::: PAGE :::

# Mobile browser version keeps getting hijacked by spam



## Squeak (May 12, 2000)

I am not sure what happened by starting today I can't seem to surf TCF very long on my iPhone without the page getting redirected to a spam ad.

Is this just me, or something TCF is serving up?


----------



## CraigK (Jun 9, 2006)

I got one of those on my desktop the other day while browsing this forum. It probably didn't say "Thursday" on it however.


----------



## jehma (Jan 22, 2003)

I get that all the time in Safari on my iPhone, only in TCF. It's very annoying.


----------



## lambertman (Dec 21, 2002)

Now happening to me on Chrome as well as Safari on my iPhone. Guess I'm not to meant to read this site on the go.


----------



## Squeak (May 12, 2000)

It's back. Started happening again to me today. Very annoying.


----------



## krkaufman (Nov 25, 2003)

Squeak said:


> It's back. Started happening again to me today. Very annoying.


Yep, couldn't open a thread on my iPhone w/o the pop-up appearing.


----------



## Squeak (May 12, 2000)

krkaufman said:


> Yep, couldn't open a thread on my iPhone w/o the pop-up appearing.
> 
> View attachment 29401​


Yeah, that is it. Has to be something that TCF is serving up. @David Bott -- any thoughts on this?


----------



## David Bott (Jan 1, 1999)

Not us...something that got loaded and targeted to Safari on your device...

How can I get rid of a Congratulations-you-won.... | Official Apple Support Communities

"Congratulations! You have won!" pop-ups? Should I worry? - Android Forums at AndroidCentral.com

Lots of reports...

iphone congratulations text - Google Search

...my sites are auto monitored for such ad issues. So it is no an ad on our side of things.


----------



## dwatt (Jan 11, 2007)

It happened on my Android last week. It is not an iPhone only thing. It happens every few weeks or so and then disappears for a while. I have had it happen at least 4 or 5 times. It sets off the vibrate on my phone and possibly sound if I had the ringer on. It won't let you back out of it. The only way to get out of it is to bring up the active apps and force close it.


----------



## krkaufman (Nov 25, 2003)

David Bott said:


> ...my sites are auto monitored for such ad issues. So it is no an ad on our side of things.


Or a new technique not yet accounted for by the automated screening process.


----------



## Squeak (May 12, 2000)

Just to be clear: it only happens for me on TCF.


----------



## David Bott (Jan 1, 1999)

Yes, and that can be the case as these things can key to a given URL thus making it LOOK like that site when it is not.

:::

**WORK INSTRUCTIONS**
[1] Could you quote the spam redirect thread between "## jehma (Jan" and "site on the go.", inclusive?
[2] Can you extend the spam redirect thread from the point where it stops?
The material after the spam redirect thread isn't needed.

::: STORED ROWS :::

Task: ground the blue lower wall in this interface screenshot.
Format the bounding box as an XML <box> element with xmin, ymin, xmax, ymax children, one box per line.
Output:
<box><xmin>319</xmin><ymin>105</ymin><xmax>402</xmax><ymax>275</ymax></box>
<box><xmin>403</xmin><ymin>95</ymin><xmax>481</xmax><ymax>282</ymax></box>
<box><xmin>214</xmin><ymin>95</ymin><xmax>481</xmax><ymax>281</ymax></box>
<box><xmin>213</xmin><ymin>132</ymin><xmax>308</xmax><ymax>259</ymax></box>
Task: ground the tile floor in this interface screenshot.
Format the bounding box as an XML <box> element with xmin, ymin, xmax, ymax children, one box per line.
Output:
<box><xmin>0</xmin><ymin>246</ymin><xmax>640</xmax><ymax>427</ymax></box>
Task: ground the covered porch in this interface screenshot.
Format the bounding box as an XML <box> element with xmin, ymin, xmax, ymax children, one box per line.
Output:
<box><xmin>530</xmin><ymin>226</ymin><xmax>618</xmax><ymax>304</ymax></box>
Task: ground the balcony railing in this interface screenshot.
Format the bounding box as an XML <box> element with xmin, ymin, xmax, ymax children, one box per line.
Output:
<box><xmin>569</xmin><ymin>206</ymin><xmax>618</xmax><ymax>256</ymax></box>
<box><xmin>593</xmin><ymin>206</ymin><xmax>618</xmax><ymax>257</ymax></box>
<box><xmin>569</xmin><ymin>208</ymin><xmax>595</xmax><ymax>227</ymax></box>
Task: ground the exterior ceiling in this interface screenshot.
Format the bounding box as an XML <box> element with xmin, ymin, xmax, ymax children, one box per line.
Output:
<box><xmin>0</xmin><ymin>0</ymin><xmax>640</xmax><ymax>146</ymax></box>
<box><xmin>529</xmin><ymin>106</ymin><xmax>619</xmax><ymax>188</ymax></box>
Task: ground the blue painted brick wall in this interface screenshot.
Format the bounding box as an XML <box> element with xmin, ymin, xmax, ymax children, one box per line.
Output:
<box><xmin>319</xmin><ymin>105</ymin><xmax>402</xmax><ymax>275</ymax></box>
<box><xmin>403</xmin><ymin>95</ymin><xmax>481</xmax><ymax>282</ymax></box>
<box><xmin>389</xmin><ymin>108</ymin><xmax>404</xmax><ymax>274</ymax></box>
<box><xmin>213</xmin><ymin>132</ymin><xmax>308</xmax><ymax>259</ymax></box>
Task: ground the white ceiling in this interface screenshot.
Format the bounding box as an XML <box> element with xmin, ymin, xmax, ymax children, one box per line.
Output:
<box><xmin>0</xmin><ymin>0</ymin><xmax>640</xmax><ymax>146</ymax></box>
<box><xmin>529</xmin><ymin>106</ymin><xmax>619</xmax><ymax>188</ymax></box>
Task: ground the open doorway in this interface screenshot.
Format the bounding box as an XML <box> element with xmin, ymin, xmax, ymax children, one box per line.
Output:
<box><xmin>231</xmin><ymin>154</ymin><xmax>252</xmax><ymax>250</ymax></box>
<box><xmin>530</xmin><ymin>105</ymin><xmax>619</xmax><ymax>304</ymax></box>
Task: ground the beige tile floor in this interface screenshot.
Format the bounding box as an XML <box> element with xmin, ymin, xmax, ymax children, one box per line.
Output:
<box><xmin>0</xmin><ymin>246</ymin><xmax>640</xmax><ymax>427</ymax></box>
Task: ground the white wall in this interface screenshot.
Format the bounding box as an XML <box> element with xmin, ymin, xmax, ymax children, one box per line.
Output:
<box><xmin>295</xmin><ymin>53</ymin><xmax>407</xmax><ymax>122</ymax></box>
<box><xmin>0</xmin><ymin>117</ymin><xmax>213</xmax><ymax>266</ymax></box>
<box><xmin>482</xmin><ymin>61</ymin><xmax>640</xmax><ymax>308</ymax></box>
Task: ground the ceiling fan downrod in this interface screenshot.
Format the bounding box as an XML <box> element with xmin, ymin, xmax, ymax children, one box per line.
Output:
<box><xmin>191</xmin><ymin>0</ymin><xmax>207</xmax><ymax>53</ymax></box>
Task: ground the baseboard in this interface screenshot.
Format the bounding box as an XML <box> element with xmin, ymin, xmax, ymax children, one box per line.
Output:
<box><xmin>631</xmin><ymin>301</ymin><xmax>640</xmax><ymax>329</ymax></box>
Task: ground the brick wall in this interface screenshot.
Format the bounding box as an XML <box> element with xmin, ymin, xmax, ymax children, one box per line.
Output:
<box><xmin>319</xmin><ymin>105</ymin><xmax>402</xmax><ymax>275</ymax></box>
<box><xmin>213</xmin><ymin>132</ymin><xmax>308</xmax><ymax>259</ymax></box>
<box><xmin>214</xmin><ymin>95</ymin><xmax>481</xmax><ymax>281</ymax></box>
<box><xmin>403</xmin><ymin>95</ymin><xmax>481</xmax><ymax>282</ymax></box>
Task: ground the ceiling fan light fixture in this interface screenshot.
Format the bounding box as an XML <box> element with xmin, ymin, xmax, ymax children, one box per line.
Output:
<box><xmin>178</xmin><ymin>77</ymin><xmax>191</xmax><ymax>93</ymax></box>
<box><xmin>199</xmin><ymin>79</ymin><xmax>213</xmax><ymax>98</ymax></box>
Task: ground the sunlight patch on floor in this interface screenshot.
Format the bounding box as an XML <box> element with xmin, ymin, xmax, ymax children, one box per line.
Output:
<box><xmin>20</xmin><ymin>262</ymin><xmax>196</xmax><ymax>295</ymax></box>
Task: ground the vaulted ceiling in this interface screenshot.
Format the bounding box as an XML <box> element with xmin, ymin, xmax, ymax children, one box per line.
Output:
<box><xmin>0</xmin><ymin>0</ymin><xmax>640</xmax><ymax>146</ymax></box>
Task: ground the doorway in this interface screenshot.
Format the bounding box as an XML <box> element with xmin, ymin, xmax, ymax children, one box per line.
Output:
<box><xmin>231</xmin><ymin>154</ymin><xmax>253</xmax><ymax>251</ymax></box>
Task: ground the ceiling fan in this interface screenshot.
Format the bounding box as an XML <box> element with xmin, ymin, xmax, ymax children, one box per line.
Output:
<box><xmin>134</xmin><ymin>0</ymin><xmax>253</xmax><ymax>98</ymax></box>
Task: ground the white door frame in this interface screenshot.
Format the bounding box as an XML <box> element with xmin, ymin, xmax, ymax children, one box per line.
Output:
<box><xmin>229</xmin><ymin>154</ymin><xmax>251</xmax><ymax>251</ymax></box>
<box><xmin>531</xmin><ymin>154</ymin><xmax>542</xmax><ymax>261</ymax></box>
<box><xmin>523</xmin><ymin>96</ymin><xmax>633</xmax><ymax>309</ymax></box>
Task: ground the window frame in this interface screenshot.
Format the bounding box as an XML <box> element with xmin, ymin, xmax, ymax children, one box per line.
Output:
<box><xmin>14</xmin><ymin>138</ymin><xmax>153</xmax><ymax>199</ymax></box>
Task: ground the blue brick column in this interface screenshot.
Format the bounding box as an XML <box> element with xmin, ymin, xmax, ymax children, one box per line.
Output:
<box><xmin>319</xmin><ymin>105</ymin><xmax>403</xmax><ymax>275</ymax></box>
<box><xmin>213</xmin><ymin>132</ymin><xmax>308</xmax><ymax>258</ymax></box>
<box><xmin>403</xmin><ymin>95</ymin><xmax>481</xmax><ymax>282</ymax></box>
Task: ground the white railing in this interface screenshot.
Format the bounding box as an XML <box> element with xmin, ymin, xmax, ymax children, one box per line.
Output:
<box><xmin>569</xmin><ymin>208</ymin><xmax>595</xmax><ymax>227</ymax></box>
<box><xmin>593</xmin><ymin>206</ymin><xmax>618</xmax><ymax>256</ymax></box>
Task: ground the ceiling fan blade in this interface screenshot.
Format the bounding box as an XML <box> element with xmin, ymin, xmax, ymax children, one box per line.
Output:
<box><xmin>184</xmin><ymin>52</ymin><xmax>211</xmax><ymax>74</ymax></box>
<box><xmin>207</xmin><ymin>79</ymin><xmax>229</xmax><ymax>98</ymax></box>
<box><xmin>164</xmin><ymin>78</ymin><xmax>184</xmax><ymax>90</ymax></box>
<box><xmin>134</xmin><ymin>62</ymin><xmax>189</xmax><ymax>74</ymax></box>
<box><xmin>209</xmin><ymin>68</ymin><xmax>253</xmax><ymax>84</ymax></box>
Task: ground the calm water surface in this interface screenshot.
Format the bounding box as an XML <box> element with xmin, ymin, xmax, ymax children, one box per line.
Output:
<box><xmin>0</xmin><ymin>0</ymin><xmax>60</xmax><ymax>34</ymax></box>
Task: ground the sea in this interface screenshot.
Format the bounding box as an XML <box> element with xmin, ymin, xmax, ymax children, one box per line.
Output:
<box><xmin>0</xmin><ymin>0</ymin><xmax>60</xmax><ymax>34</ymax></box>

:::

**THE RESPONSES**
[1]
## jehma (Jan 22, 2003)

I get that all the time in Safari on my iPhone, only in TCF. It's very annoying.


----------



## lambertman (Dec 21, 2002)

Now happening to me on Chrome as well as Safari on my iPhone. Guess I'm not to meant to read this site on the go.

[2]
----------



## Squeak (May 12, 2000)

David Bott said:


> Yes, and that can be the case as these things can key to a given URL thus making it LOOK like that site when it is not.


I am not sure what you saying. I have no doubt that I am surfing the legit TCF, and then it will be hijacked after opening a thread (doesn't matter which one when this starts happening).

I just got it to stop happening by installing an adblocker for iOS Safari -- which means that potentially one of the ads you are serving up through your network is the trojan horse for it.


----------



## tatergator1 (Mar 27, 2008)

Just to add, this is not solely TCF, but merely a function of the ad service being used by TCF and it's potentially poor screening regarding what ads are allowed to be offered. I have been hijacked off of other sites besides TCF using Safari on my iPhone.

This is nothing new, and what amazes me, is an Apple product or app wouldn't be locked down to prevent an inserted ad to completely hijack the browser. I blame Apple more than anyone else.


----------



## David Bott (Jan 1, 1999)

Squeak said:


> I am not sure what you saying. I have no doubt that I am surfing the legit TCF, and then it will be hijacked after opening a thread (doesn't matter which one when this starts happening).
> 
> I just got it to stop happening by installing an adblocker for iOS Safari -- which means that potentially one of the ads you are serving up through your network is the trojan horse for it.


Yes, you are hitting the real TCF. Whatever got installed on your device gets triggered when it sees certain places you may visit and thus is cache or cookie related. It does this so you THINK it is the site that is doing it when it is a function of whatever adware you got hit with. So it is NOT THIS SITE or the ads that are doing it. It is whatever is ON YOUR DEVICE that is triggered when you come here.

Example...You go to XYZ site and you get the adware installed not knowing it. The next site you go to the adware then activates and then from that point on it keys off that site.

It looks and acts like an ad so yes, an ad blocker will stop it.

And yes, sadly this is a APPLE iOS issue that allows for this loop hole. No idea why Apple does not fix it.


----------



## LoadStar (Jul 24, 2001)

This is *definitely* coming from here, without a doubt. I don't view any other mobile sites on my phone, but I just got hit by one of those pop-ups.

No worries, I'll just block the ads altogether and move on with my life. Doesn't bother me any.


----------



## markis (Mar 1, 2005)

I had this problem trying to read the site on an ipad. I was getting multiple full screen redirects to ingmatic.com with phishing scam messages. Turning off Javascript in the options seems to have blocked it after clearing cache and cookies.

I hope you can blacklist whatever ad provider is serving up malicious phishing scam redirects and popups. This is the only site that I visit that has this issue.


----------



## David Bott (Jan 1, 1999)

For those that are having an issue, some help in tracking it to see if it if from us would be helpful. Here is what I received from my ad controller...



> Hi David,
> 
> Thank you for the flag. We've started an immediate investigation with the info you provided but would it be possible to provide as much of the following info as possible to help us replicate the issue:
> 
> ...


Please PM me any info you may be able to provide.

Thank you.


----------



## Squeak (May 12, 2000)

David Bott said:


> For those that are having an issue, some help in tracking it to see if it if from us would be helpful. Here is what I received from my ad controller...
> 
> Please PM me any info you may be able to provide.
> 
> Thank you.


I think I have listed all of that before, but i can try:
- It happens when I am at home or on my cell network (where IP is not as easy to get)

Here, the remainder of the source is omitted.